### EXERCISE OBJECTIVE
Pick up the amplifier text below right after its final sentence and keep writing it.

━━ PAGE TEXT ━━

Class C amplifiers conduct less than 50% of the input signal and the distortion at the output is high, but high efficiencies are possible. Some applications (for example, megaphones) can tolerate the distortion. A much more common application for Class C amplifiers is in RF transmitters, where the distortion can be vastly reduced by using tuned loads on the amplifier stage. The input signal is used to roughly switch the amplifying device on and off, which causes pulses of current to flow through a tuned circuit.
An audio amplifier is an electronic amplifier that amplifies low-power audio signals to a level suitable for driving loudspeakers. Audio signals generally refer to signals composed primarily of frequencies between 20 hertz to 20,000 hertz, the human range of hearing. An audio output amplifier is often the final stage in a typical audio playback chain. In a typical audio system, the audio amplifier is usually preceded by low power audio amplifiers which perform tasks like pre-amplification, equalization, tone control, mixing/effects, or audio sources like record players, CD players, and cassette players. Important applications include public address systems, theatrical and concert sound reinforcement, and domestic sound systems. The sound card in a personal computer contains several audio amplifiers (depending on number of channels), as does every stereo or home-theatre system. Most audio amplifiers require these low-level inputs to adhere to line levels. While the input signal to an audio amplifier may measure only a few hundred microwatts, its output may be tens, hundreds, or thousands of watts.

━━━
━━ EXTRACTED ENTRIES ━━

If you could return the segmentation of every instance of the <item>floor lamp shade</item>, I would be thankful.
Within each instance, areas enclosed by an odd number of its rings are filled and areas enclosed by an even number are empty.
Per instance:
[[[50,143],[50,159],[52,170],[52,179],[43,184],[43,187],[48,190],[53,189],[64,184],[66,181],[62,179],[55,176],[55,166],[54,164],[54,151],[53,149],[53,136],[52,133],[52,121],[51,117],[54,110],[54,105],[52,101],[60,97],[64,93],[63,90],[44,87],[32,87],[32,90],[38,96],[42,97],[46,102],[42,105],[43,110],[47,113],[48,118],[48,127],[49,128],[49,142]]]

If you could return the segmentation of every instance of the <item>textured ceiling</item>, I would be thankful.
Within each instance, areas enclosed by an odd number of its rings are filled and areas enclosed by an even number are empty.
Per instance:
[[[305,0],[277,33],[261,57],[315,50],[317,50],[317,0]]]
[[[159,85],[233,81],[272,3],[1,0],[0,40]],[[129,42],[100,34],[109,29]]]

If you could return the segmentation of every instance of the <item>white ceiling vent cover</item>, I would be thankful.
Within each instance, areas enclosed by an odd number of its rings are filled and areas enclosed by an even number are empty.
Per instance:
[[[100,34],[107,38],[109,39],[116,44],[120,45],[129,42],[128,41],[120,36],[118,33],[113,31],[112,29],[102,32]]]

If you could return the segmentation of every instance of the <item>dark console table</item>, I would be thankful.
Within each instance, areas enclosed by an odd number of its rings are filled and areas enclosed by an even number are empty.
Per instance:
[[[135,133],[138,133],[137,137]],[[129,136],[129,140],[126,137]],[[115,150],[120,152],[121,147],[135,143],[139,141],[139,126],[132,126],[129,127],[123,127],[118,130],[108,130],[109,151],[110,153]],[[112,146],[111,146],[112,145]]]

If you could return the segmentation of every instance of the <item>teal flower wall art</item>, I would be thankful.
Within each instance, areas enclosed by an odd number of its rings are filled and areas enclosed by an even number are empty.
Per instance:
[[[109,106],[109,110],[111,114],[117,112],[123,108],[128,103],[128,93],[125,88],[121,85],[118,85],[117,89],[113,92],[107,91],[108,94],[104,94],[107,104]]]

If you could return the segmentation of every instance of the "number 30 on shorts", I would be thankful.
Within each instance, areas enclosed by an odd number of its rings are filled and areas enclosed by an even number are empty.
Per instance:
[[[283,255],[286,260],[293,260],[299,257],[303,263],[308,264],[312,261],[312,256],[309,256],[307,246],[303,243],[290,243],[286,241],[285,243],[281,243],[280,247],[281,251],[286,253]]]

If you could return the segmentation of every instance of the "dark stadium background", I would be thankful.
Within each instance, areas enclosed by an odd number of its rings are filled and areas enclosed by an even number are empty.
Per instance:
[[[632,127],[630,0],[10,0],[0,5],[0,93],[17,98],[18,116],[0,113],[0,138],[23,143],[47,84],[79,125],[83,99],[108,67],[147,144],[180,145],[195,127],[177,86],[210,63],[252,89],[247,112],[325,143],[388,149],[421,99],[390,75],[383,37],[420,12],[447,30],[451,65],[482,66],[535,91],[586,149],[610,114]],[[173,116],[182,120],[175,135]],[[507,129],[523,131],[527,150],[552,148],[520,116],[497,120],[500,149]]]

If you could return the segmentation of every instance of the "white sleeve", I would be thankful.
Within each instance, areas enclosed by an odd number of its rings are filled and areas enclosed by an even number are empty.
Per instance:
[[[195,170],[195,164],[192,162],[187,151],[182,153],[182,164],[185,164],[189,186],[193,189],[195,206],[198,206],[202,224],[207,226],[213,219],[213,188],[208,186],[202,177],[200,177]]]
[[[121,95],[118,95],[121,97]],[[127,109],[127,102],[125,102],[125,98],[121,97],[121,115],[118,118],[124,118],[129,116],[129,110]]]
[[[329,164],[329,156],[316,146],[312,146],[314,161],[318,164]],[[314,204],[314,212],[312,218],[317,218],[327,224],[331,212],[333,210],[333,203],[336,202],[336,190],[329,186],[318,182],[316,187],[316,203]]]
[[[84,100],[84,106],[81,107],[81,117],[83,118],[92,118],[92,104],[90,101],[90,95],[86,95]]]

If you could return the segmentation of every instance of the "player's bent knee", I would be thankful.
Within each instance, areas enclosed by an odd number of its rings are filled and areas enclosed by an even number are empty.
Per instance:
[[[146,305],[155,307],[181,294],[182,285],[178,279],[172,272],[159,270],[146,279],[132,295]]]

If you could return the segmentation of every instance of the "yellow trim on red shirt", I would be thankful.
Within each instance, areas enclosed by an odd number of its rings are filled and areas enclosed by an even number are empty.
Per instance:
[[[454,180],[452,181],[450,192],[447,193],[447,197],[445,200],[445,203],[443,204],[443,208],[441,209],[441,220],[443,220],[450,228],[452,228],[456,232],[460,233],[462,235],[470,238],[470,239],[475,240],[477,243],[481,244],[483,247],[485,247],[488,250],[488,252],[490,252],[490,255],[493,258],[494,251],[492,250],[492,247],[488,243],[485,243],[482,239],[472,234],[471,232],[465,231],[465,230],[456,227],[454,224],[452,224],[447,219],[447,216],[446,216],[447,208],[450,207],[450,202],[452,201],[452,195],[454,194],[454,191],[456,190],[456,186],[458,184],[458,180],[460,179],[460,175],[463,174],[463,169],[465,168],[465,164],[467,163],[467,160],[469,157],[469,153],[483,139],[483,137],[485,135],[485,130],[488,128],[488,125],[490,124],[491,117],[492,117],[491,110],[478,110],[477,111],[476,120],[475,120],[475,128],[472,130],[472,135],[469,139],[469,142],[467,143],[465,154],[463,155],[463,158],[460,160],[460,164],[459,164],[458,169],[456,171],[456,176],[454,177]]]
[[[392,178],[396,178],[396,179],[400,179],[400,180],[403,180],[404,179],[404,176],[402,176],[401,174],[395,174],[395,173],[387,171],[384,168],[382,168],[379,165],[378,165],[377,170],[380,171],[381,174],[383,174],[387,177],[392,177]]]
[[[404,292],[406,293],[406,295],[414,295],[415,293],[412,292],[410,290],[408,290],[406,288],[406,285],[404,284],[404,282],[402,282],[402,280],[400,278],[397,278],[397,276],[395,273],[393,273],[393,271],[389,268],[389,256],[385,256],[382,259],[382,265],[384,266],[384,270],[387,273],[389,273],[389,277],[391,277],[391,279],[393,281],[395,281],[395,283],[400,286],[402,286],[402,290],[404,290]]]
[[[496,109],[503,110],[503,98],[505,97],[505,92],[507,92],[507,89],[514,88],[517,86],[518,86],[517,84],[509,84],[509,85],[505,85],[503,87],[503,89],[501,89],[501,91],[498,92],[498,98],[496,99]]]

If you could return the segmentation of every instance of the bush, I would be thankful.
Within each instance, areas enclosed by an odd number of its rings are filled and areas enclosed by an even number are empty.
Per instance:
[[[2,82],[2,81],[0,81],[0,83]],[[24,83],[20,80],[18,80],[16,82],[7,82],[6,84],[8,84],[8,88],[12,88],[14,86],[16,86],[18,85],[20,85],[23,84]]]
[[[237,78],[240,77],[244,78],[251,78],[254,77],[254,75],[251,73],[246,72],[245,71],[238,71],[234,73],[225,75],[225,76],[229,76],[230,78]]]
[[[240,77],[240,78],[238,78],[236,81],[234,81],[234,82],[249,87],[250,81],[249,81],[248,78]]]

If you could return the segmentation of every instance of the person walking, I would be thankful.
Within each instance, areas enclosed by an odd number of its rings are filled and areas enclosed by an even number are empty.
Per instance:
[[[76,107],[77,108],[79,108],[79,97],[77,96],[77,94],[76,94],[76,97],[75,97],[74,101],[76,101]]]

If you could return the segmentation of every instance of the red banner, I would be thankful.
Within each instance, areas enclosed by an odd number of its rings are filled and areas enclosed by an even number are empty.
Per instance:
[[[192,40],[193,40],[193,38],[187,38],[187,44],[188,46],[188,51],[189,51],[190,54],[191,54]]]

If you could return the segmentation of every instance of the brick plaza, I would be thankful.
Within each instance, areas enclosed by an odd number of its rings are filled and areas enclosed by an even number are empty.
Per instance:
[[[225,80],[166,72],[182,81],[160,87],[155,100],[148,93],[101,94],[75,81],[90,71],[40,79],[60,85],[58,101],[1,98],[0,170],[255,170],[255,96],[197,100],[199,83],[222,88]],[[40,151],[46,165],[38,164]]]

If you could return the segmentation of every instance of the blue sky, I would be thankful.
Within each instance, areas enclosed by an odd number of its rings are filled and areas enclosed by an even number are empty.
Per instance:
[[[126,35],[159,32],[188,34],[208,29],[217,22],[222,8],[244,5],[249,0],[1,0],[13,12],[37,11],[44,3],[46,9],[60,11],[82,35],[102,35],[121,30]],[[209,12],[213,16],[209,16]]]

━━━

### IN RESPONSE
Class AB push-pull circuits are the most common design type found in audio power amplifiers. Class AB is widely considered a good compromise for audio amplifiers, since much of the time the music is quiet enough that the signal stays in the “class A” region, where it is amplified with good fidelity, and by definition if passing out of this region, is large enough that the distortion products typical of class B are relatively small. The crossover distortion can be reduced further by using negative feedback. Class B and AB amplifiers are sometimes used for RF linear amplifiers as well. Class B amplifiers are also favored in battery-operated devices, such as transistor radios.
Even though conventional audio amplifiers are widely used, they suffer from many limitations. One of the limitations is pop noise or click noise that can be produced in transient states of the amplifier. For example, a pop noises can often be heard during power-on of an audio amplifier. Conventional circuit techniques have been proposed, but they tend to be expensive and are often ineffective.
Accordingly, it is desirable to provide a simple and cost-effective techniques for improving amplifier circuit.
As noted above, conventional amplifier circuits often suffer from transient related problems, such as pop noise during power-up or power-down. According to embodiments of the present invention, a large RC time-constant generation circuit can be used in arranging the sequence of circuit events in different stages of the amplifier circuit. In other applications, it may also be desirable to have cost-effective circuits to generate large RC time-constant.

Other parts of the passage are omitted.